PASSAGE PROVIDED |
——————————
Intel® Edge Controls for Industrial (Intel® ECI or ECI) is about solving industrial challenges easier. This fundamental goal guides ECI and is the philosophy behind behind every ECI component, tutorial, and so on. The ECI team constantly engages with industrial customers to learn about their challenges and work together to solve them. Here are some learnings and different ways in which ECI can help:

  • Simplicity

    Solutions need to be simple to follow and use. ECI provides simplicity through familiar package management (Deb and RPM packages) and comprehensive documentation.

  • Support

    In the industrial space, the expectation is that the customers would be able to use the solutions for over a decade. The solutions that work today should also work after a decade. ECI provides support through periodic package updates while ensuring continued compatibility with Intel® processors and products.

  • Determinism (Real-time)

    Industrial applications often have complex real-time requirements. Data must be processed and decisions made within a finite time interval. ECI enables determinism through real-time Linux kernels (PREEMPT_RT and Xenomai), verified configurations, and tools to help leverage Intel® silicon features such as Cache Allocation Technology (CAT) and Time Sensitive Networking (TSN).
——————————
STATED TASK A | Please decide whether each statement agrees with the passage on Intel ECI, answering yes or no and quoting the words of the passage that settle it: (i) ECI offers real-time Linux kernels, including PREEMPT_RT and Xenomai; (ii) ECI delivers its software only as RPM packages; (iii) industrial customers expect to use the solutions for about five years.

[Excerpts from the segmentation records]
——————————
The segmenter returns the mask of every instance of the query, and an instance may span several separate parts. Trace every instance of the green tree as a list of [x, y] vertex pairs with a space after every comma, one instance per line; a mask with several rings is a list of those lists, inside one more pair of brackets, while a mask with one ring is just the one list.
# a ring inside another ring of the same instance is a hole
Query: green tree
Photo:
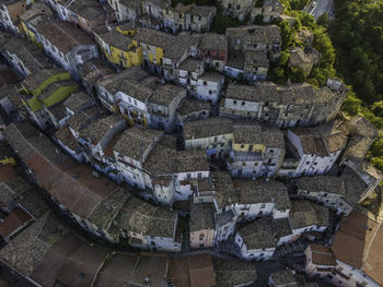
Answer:
[[328, 25], [329, 25], [328, 13], [324, 12], [321, 16], [318, 16], [316, 20], [316, 24], [325, 28], [328, 28]]

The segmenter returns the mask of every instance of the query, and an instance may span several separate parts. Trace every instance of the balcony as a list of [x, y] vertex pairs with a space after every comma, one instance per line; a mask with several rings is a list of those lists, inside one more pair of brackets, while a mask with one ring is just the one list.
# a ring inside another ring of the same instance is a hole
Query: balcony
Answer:
[[264, 162], [264, 156], [262, 153], [254, 152], [230, 152], [230, 157], [233, 158], [234, 162]]

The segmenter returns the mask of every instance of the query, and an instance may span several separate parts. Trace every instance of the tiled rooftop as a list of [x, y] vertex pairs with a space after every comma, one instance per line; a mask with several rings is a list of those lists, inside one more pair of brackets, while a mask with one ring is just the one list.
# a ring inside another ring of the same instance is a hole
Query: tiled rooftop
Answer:
[[214, 229], [214, 206], [211, 203], [190, 203], [190, 232]]

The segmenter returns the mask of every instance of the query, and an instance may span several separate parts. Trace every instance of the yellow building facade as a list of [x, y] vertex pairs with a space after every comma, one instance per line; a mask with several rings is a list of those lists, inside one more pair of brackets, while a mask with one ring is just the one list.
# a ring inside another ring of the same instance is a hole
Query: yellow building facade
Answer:
[[235, 152], [253, 152], [253, 153], [262, 153], [264, 154], [266, 151], [266, 146], [263, 144], [257, 143], [249, 143], [249, 144], [243, 144], [243, 143], [235, 143], [235, 139], [233, 140], [233, 150]]
[[[106, 35], [111, 34], [111, 36]], [[142, 48], [131, 40], [136, 29], [123, 29], [116, 27], [101, 35], [94, 33], [101, 50], [109, 62], [124, 68], [139, 67], [142, 64]]]

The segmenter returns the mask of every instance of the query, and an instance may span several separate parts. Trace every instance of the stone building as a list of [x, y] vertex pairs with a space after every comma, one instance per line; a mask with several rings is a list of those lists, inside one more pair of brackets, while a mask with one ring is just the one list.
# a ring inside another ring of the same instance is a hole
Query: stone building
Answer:
[[207, 119], [211, 116], [211, 105], [196, 98], [185, 98], [177, 109], [177, 122], [184, 127], [187, 121]]
[[181, 31], [208, 32], [216, 16], [214, 7], [184, 5], [163, 9], [163, 24], [173, 33]]
[[205, 33], [199, 49], [206, 63], [223, 71], [228, 61], [228, 38], [225, 35]]
[[190, 247], [211, 248], [214, 244], [214, 218], [211, 203], [190, 203]]
[[289, 241], [292, 230], [288, 218], [263, 217], [236, 231], [234, 243], [245, 260], [270, 260], [276, 248]]
[[106, 1], [58, 1], [46, 0], [56, 10], [62, 21], [69, 21], [79, 25], [83, 31], [91, 34], [92, 31], [105, 22], [116, 21], [116, 14]]
[[254, 20], [262, 16], [263, 22], [269, 23], [279, 19], [283, 10], [283, 4], [279, 0], [255, 0], [251, 12], [251, 19], [252, 22], [254, 22]]
[[204, 150], [210, 158], [229, 155], [233, 141], [232, 121], [224, 118], [208, 118], [184, 124], [185, 148]]
[[292, 229], [291, 241], [310, 231], [323, 232], [328, 227], [328, 210], [310, 201], [291, 201], [289, 222]]
[[280, 128], [317, 125], [335, 118], [346, 92], [343, 85], [339, 89], [328, 86], [316, 89], [307, 83], [292, 86], [270, 82], [255, 86], [230, 84], [221, 101], [220, 116], [256, 119]]
[[281, 175], [291, 177], [323, 175], [330, 170], [346, 147], [347, 136], [337, 129], [336, 122], [315, 128], [288, 130], [290, 150], [297, 156], [297, 167], [282, 169]]
[[306, 248], [306, 274], [335, 286], [381, 286], [381, 226], [374, 215], [357, 207], [340, 220], [330, 247], [311, 244]]
[[23, 79], [39, 70], [54, 67], [54, 62], [25, 38], [1, 35], [1, 55]]
[[254, 0], [222, 0], [222, 7], [227, 14], [243, 21], [251, 13]]
[[266, 80], [269, 59], [280, 55], [281, 37], [276, 25], [227, 28], [229, 58], [225, 72], [248, 81]]
[[217, 105], [220, 100], [221, 91], [224, 86], [224, 76], [217, 72], [205, 72], [197, 81], [196, 97], [212, 105]]
[[257, 123], [234, 123], [228, 169], [232, 177], [271, 177], [282, 165], [285, 153], [279, 130]]
[[23, 34], [19, 16], [26, 11], [26, 0], [7, 0], [1, 2], [0, 26], [14, 35]]

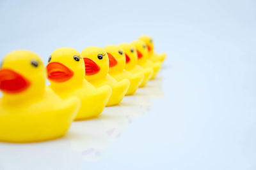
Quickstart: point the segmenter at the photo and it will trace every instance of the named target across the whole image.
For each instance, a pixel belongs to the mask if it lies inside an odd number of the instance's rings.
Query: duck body
[[[128,69],[129,71],[133,74],[142,73],[144,75],[143,80],[140,84],[139,87],[143,87],[147,85],[148,80],[152,77],[154,71],[151,67],[143,67],[140,66],[135,66],[133,68]]]
[[[102,80],[90,82],[97,88],[104,85],[109,85],[111,87],[112,93],[106,106],[112,106],[120,103],[127,93],[130,85],[130,82],[127,79],[118,81],[109,74],[108,74],[106,78]]]
[[[112,73],[111,75],[118,81],[120,81],[124,79],[127,79],[130,81],[130,87],[125,95],[132,95],[137,90],[137,89],[141,84],[144,78],[144,74],[142,73],[136,73],[132,74],[132,73],[124,70],[119,73]]]
[[[42,61],[33,52],[16,51],[4,58],[0,69],[3,93],[0,99],[0,141],[37,142],[67,132],[80,101],[77,97],[62,99],[45,87],[45,73]]]
[[[80,106],[78,99],[63,100],[47,87],[42,97],[33,99],[14,103],[0,99],[0,141],[30,143],[60,138]]]
[[[74,56],[78,57],[77,60],[74,59]],[[58,82],[60,78],[54,76],[56,68],[59,68],[59,72],[70,70],[74,74],[69,80]],[[51,83],[49,87],[56,94],[63,99],[75,96],[80,99],[81,104],[75,120],[97,117],[102,112],[111,94],[111,89],[109,86],[95,88],[84,78],[84,64],[77,51],[71,48],[56,50],[51,54],[47,71]]]
[[[106,106],[115,106],[120,103],[129,87],[129,80],[118,81],[108,74],[109,59],[103,49],[97,46],[87,47],[81,54],[85,64],[85,79],[97,88],[109,85],[112,89]]]
[[[156,76],[158,71],[160,70],[162,64],[159,61],[152,62],[151,60],[147,60],[145,63],[140,65],[141,67],[144,68],[152,68],[153,69],[153,74],[150,78],[150,80],[153,80]]]
[[[161,63],[159,61],[153,62],[148,59],[148,50],[144,41],[137,40],[133,41],[132,44],[136,49],[138,59],[138,64],[143,68],[152,68],[153,75],[150,79],[154,79],[161,67]]]
[[[139,87],[145,87],[153,75],[152,68],[143,68],[137,65],[138,55],[135,47],[130,43],[122,43],[119,46],[124,50],[125,55],[125,69],[134,75],[138,74],[137,76],[141,76],[143,74],[143,79]]]
[[[132,74],[125,69],[125,54],[117,45],[108,45],[103,48],[108,53],[109,62],[109,74],[118,81],[127,79],[130,86],[125,95],[132,95],[141,83],[144,75],[142,73]]]

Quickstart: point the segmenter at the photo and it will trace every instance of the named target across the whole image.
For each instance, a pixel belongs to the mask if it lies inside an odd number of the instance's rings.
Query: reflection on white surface
[[[71,169],[84,161],[97,161],[134,118],[150,109],[156,92],[161,92],[161,78],[150,81],[148,87],[125,96],[118,106],[106,108],[97,118],[74,122],[62,138],[36,143],[0,143],[0,169],[30,169],[38,164],[40,169],[45,169],[49,165],[44,162],[51,162],[52,169]]]

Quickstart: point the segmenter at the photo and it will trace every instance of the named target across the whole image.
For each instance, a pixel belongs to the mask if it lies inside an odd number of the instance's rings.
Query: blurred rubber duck
[[[108,45],[104,50],[108,56],[109,62],[109,74],[120,81],[124,79],[130,81],[130,86],[126,95],[132,95],[137,90],[144,78],[143,73],[132,74],[125,69],[125,54],[122,48],[117,45]]]
[[[152,68],[154,73],[150,80],[154,79],[159,71],[161,63],[159,61],[153,62],[148,59],[148,49],[146,43],[141,40],[132,42],[135,46],[138,55],[138,64],[145,68]]]
[[[19,50],[5,57],[0,69],[0,141],[36,142],[66,133],[80,101],[62,99],[45,80],[43,62],[35,53]]]
[[[149,59],[153,62],[160,61],[163,62],[166,56],[166,53],[161,54],[156,53],[154,51],[154,46],[153,39],[149,36],[142,36],[139,38],[139,39],[142,40],[146,43],[147,48],[148,51]]]
[[[76,120],[97,117],[102,112],[111,94],[111,88],[95,88],[84,79],[83,58],[71,48],[54,51],[47,66],[50,87],[62,98],[78,97],[81,102]]]
[[[142,73],[144,74],[144,78],[139,85],[139,87],[145,87],[153,75],[152,68],[144,68],[137,65],[138,55],[135,47],[130,43],[122,43],[119,46],[124,50],[125,54],[125,69],[132,74],[138,74]]]
[[[118,104],[128,90],[130,82],[127,79],[117,81],[108,74],[109,59],[107,53],[97,46],[84,49],[81,54],[85,64],[85,79],[96,87],[108,85],[112,94],[106,106]]]

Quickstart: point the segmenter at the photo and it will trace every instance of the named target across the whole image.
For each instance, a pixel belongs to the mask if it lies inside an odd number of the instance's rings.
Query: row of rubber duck
[[[45,67],[36,53],[8,53],[0,69],[0,141],[25,143],[63,136],[74,120],[97,117],[155,78],[166,54],[150,37],[131,43],[54,51]],[[51,85],[45,85],[47,77]]]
——————————
STATED TASK B | Rename "yellow building facade" to "painted building facade" in the rows, starting at the line containing "of the yellow" and ending at the line containing "67], [142, 64]]]". Return only those lines, with everything else left as it is.

SOLUTION A |
(i) Yes: "real-time Linux kernels (PREEMPT_RT and Xenomai)"
(ii) No: "familiar package management (Deb and RPM packages)"
(iii) No: "use the solutions for over a decade"

SOLUTION B |
The segmenter returns the mask of every instance of the query, and an instance may span several separate parts. Trace every instance of the painted building facade as a list of [x, y] vertex pairs with a space after every comma, one instance per line; a mask with several rings is a list of those lists, inside one more pair of brackets, while a mask with one ring is just the one list.
# a ring inside another ring of the same instance is a hole
Query: painted building facade
Answer:
[[235, 152], [253, 152], [253, 153], [262, 153], [264, 154], [266, 151], [266, 146], [263, 144], [257, 143], [249, 143], [249, 144], [243, 144], [243, 143], [235, 143], [235, 139], [233, 140], [233, 150]]
[[[106, 35], [111, 34], [111, 36]], [[142, 48], [131, 40], [136, 29], [123, 29], [116, 27], [101, 35], [94, 33], [101, 50], [109, 62], [124, 68], [139, 67], [142, 64]]]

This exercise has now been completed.